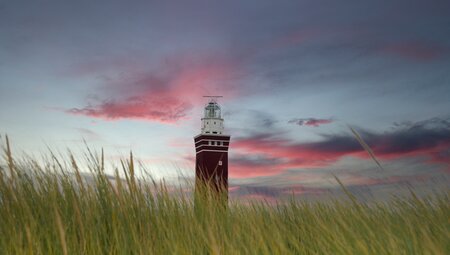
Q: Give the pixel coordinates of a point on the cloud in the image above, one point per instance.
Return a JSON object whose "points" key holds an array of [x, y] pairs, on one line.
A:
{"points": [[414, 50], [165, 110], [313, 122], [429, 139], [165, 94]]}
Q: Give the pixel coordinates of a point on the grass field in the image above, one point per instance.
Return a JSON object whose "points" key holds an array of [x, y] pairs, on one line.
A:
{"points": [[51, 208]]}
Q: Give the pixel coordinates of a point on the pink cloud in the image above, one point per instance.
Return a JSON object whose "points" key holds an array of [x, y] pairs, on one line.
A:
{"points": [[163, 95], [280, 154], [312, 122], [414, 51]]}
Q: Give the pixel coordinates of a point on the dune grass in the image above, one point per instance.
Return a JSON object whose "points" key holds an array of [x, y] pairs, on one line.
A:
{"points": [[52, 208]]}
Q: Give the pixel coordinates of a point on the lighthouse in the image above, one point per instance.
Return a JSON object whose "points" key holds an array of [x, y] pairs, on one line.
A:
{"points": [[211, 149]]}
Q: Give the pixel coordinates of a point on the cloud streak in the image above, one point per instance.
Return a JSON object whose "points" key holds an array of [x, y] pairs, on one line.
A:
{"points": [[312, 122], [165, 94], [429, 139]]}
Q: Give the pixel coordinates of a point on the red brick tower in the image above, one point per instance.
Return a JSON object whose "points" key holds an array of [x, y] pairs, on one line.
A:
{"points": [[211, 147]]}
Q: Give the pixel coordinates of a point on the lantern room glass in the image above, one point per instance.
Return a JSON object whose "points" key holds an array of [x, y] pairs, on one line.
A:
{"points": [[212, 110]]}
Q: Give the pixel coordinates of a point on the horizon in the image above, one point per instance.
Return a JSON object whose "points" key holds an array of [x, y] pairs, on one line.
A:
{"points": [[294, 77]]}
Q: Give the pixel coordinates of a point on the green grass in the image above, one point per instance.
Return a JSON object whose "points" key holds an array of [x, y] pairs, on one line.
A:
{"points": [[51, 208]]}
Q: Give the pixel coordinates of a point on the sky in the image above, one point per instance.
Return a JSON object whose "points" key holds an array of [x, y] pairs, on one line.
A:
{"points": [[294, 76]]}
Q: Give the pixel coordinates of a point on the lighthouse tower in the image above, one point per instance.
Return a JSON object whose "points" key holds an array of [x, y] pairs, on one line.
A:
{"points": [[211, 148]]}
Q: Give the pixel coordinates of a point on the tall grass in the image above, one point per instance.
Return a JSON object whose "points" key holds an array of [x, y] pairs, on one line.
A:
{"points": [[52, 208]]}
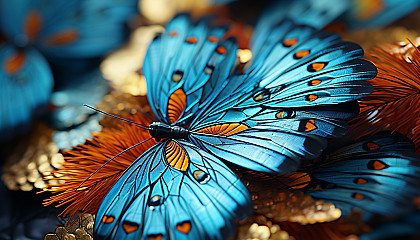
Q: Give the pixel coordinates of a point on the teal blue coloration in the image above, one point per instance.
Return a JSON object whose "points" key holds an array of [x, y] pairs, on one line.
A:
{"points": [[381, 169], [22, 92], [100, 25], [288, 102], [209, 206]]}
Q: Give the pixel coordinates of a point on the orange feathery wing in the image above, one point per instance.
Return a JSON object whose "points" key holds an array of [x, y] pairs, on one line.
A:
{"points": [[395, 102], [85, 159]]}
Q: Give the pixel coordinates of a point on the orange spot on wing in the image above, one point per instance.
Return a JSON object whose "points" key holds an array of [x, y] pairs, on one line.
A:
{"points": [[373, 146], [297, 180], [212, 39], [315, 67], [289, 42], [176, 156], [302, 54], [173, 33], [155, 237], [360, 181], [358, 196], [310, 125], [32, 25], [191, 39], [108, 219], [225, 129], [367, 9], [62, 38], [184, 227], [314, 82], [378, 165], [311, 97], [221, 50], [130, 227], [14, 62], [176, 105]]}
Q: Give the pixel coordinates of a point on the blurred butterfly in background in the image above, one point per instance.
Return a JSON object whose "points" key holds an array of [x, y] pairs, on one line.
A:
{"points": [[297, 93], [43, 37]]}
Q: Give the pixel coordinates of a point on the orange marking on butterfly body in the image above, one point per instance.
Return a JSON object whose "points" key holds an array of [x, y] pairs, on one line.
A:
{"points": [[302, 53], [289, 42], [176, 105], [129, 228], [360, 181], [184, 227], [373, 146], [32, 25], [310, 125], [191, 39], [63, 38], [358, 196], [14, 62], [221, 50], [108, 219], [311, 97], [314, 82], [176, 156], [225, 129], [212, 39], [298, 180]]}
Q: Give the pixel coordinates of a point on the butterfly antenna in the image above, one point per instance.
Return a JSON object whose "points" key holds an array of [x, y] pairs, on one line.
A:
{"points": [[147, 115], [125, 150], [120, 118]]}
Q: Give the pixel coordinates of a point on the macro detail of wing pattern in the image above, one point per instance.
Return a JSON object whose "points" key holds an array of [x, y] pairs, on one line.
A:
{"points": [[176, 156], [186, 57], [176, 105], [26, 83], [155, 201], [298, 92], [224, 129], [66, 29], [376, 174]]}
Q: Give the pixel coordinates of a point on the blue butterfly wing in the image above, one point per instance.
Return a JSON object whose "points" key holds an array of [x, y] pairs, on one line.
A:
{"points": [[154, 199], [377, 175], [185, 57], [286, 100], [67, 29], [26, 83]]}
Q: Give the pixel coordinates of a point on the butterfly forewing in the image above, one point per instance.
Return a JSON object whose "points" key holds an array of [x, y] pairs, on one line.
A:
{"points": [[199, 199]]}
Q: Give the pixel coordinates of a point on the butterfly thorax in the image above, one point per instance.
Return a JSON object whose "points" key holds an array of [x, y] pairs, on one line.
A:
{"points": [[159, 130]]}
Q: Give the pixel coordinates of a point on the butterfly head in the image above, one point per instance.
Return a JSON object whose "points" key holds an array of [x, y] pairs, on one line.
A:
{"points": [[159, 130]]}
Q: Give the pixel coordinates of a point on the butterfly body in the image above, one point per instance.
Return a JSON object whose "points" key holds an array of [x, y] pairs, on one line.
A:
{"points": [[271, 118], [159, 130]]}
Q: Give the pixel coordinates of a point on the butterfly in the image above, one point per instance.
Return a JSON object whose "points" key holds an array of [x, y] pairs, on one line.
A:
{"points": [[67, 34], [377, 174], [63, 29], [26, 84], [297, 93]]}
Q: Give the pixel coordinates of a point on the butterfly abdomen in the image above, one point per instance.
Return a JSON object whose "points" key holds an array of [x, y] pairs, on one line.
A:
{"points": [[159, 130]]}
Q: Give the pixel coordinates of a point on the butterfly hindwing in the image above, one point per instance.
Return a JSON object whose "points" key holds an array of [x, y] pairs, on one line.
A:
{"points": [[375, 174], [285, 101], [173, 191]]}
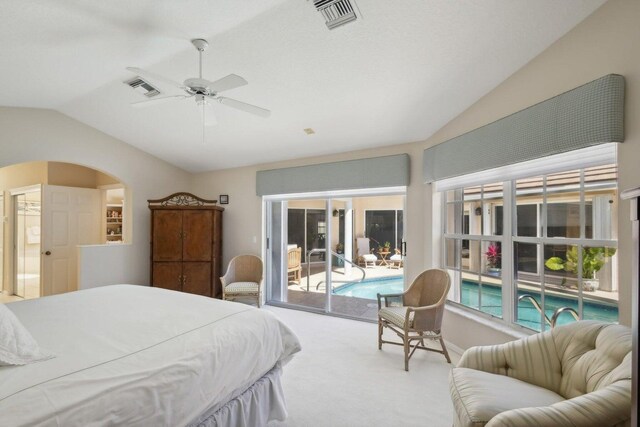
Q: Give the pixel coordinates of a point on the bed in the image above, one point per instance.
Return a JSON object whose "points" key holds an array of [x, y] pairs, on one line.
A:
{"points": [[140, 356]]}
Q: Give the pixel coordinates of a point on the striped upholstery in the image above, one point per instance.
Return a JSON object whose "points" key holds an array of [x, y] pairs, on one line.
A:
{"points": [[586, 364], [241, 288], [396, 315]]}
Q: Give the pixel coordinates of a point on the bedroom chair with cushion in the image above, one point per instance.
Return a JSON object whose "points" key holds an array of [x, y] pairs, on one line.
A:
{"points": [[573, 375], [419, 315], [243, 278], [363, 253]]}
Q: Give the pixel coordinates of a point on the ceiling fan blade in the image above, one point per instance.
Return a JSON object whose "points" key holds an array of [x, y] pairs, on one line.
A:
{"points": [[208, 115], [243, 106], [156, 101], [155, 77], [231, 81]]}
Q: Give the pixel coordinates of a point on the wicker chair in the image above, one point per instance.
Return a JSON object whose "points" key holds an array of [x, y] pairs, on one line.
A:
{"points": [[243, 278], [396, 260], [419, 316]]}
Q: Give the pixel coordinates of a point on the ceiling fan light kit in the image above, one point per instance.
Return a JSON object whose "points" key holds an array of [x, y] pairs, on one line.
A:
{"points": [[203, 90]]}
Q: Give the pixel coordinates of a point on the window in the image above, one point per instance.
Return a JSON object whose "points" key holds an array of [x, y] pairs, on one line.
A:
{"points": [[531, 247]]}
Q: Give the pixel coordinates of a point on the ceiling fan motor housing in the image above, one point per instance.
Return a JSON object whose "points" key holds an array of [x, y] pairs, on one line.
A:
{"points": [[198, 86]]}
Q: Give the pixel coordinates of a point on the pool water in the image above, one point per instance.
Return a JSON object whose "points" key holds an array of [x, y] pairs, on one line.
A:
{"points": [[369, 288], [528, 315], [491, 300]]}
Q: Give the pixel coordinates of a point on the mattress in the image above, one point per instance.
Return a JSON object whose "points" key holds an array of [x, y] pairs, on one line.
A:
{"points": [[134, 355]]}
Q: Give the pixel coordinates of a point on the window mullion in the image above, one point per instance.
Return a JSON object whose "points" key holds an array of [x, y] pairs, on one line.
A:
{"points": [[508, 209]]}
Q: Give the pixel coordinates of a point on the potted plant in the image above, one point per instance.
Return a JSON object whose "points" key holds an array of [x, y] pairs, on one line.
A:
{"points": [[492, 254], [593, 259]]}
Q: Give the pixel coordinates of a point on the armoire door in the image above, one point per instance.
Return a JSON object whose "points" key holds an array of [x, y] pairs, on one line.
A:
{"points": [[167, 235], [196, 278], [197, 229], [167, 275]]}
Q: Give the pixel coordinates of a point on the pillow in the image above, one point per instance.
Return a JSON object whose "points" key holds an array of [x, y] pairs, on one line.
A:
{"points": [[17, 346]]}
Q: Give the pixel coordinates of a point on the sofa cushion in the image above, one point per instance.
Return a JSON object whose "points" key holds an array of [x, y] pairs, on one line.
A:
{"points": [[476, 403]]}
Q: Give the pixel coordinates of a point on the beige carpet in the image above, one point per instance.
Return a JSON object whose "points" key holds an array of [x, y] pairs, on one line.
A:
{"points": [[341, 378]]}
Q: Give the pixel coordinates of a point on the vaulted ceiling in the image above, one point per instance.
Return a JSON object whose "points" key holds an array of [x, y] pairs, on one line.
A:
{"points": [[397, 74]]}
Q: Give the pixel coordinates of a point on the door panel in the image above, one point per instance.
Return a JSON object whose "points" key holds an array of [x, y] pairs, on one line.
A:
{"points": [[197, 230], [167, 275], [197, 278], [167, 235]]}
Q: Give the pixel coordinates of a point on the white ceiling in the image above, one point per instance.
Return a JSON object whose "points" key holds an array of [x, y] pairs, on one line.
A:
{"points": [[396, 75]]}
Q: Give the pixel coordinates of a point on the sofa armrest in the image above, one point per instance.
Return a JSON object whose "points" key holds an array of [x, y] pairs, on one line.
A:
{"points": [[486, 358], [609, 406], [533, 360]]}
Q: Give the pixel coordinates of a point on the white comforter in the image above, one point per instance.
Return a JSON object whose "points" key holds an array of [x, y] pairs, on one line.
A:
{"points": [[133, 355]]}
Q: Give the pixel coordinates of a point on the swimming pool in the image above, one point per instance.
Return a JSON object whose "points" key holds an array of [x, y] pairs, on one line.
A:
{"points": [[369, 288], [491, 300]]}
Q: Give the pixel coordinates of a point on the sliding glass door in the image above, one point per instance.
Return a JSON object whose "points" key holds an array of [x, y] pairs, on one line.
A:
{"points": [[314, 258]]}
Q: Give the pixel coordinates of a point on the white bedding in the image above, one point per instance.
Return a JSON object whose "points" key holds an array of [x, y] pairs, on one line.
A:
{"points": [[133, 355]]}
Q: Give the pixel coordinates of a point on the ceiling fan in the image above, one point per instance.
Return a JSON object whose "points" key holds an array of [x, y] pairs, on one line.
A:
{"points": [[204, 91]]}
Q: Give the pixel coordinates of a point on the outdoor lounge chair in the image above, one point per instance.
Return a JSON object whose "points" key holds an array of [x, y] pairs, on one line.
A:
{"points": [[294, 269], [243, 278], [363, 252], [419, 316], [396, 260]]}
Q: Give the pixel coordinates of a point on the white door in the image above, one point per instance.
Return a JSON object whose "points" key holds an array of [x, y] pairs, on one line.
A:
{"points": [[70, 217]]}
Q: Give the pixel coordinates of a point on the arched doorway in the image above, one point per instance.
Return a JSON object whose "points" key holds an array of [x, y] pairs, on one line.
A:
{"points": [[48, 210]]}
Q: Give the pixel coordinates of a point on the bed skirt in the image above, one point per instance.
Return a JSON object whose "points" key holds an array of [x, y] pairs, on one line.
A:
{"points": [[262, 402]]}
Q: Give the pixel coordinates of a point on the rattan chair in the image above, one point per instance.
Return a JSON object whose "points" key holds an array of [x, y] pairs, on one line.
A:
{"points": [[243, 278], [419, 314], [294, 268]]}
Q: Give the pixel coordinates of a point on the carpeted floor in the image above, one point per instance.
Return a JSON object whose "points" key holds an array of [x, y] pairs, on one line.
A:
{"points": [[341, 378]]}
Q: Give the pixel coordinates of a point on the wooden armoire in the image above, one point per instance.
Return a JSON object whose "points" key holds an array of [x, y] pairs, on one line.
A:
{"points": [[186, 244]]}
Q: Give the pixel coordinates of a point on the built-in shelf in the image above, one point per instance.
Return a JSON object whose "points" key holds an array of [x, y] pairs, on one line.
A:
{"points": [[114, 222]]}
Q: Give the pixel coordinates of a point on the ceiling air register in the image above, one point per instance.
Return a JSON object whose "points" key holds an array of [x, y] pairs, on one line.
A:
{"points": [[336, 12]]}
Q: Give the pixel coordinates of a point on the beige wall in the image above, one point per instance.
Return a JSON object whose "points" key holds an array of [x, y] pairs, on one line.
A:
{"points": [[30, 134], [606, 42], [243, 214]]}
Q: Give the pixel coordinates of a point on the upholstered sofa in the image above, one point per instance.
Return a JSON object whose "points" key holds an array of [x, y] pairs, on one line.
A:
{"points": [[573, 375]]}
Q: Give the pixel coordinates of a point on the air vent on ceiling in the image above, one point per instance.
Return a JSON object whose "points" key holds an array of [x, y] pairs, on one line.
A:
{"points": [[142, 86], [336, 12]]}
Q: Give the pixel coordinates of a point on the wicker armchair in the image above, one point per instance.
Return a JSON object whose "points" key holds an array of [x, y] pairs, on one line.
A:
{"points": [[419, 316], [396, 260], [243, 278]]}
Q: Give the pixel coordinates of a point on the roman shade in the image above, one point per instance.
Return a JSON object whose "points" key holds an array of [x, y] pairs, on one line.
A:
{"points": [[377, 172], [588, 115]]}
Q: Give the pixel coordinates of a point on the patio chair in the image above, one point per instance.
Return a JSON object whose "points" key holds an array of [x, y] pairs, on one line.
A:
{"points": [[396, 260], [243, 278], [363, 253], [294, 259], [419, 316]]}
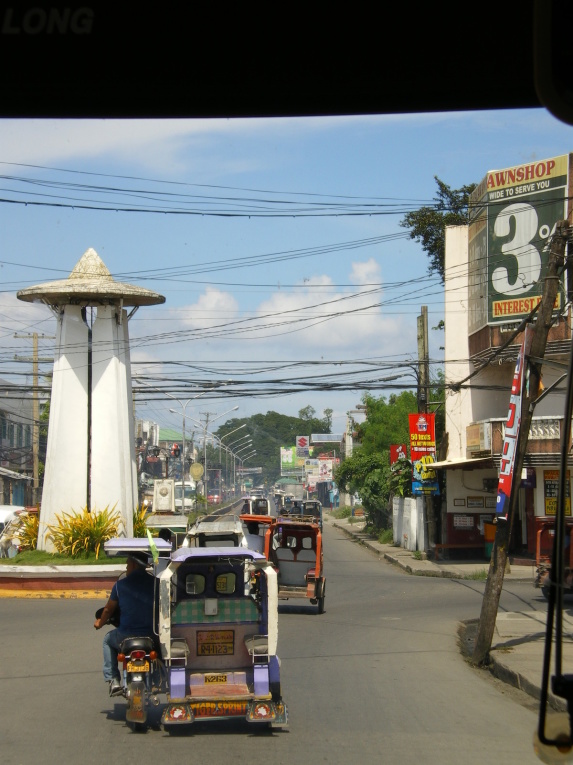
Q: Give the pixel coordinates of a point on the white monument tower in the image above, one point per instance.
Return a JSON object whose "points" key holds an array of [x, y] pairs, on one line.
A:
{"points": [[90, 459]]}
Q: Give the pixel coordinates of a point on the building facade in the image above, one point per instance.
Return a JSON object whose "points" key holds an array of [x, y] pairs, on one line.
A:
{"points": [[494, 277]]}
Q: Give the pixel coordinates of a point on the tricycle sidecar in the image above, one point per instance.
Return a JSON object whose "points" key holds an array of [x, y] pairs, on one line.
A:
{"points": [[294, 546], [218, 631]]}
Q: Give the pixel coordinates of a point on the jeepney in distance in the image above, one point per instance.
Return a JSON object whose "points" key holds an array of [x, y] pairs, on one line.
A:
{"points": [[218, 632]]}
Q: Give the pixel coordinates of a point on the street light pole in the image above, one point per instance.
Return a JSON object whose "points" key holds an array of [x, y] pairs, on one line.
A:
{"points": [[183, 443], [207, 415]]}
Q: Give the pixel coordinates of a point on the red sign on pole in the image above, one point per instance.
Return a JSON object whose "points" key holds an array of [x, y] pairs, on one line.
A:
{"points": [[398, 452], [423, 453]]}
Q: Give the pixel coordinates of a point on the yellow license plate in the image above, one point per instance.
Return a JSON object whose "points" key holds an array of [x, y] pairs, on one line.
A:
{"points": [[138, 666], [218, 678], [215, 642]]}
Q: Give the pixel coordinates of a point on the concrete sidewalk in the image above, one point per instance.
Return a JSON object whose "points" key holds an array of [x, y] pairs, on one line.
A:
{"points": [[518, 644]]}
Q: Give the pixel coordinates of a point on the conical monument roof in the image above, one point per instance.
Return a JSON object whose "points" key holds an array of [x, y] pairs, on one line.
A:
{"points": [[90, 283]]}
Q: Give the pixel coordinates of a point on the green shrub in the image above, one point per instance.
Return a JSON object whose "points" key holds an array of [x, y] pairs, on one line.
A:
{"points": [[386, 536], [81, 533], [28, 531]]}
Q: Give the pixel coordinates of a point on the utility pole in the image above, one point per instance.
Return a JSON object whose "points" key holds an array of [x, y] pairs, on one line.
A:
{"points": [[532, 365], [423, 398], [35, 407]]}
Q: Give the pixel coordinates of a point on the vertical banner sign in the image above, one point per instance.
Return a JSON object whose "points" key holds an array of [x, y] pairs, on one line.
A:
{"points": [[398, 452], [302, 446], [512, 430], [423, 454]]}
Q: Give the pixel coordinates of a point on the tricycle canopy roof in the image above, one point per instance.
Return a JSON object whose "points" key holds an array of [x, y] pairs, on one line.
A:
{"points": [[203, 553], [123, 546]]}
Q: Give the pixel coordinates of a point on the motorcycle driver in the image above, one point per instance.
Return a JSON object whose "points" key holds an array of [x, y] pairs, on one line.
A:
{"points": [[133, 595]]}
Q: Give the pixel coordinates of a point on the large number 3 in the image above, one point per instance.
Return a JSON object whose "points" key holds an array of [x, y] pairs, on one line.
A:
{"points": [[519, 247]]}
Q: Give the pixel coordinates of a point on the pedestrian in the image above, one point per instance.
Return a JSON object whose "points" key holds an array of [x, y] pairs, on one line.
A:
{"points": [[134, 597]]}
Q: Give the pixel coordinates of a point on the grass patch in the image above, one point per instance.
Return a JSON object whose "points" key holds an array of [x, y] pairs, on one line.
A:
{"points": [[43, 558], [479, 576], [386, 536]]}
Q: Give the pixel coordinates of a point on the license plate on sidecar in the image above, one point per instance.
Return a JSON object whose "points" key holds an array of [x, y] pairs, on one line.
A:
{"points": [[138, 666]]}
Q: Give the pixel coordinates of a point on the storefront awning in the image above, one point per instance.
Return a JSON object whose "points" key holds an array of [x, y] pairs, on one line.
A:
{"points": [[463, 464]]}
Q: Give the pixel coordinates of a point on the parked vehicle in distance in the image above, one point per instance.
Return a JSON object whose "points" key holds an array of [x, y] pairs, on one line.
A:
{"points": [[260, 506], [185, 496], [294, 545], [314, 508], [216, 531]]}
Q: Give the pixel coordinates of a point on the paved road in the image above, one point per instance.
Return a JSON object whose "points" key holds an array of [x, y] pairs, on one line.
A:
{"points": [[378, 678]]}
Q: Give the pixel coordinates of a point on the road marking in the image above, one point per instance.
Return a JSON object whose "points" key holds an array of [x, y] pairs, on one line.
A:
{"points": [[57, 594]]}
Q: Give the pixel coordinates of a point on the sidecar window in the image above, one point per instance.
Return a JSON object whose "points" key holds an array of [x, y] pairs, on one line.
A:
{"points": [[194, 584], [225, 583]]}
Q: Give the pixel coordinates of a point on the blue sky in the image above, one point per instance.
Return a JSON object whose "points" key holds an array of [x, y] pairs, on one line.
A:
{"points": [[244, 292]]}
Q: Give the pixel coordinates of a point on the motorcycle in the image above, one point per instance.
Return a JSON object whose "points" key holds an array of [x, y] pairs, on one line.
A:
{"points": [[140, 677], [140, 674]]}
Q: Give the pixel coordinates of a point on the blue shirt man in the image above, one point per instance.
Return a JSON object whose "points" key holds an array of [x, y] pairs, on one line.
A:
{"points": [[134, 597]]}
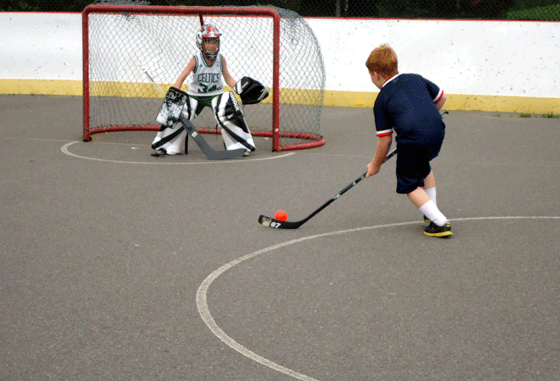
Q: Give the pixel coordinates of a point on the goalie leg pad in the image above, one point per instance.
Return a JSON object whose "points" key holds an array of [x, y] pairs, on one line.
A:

____

Problem to work on:
Quote verbatim every line starting at the line that contains "the motorcycle in" and ending with the last line of the records; omit all pictures.

Response:
Q: Give the pixel coordinates of a point on the motorcycle in the image above, one point per instance.
Return a JSON object whose "points" key holds an array of [x, y] pairs, on one line.
A:
{"points": [[140, 677], [140, 674]]}
Q: Give the pixel coordinates of a point on the blue shirt man in the image above, one point per instance.
Return a JSON object whose "points" key holds an array of [x, y] pairs, on one line.
A:
{"points": [[134, 597]]}
Q: Give the pixel coordinates of a point on the goalie leg pad in the image above, one point per instance.
Return a JSON object whose "points" key holds an array of [x, y] pairs, on one line.
A:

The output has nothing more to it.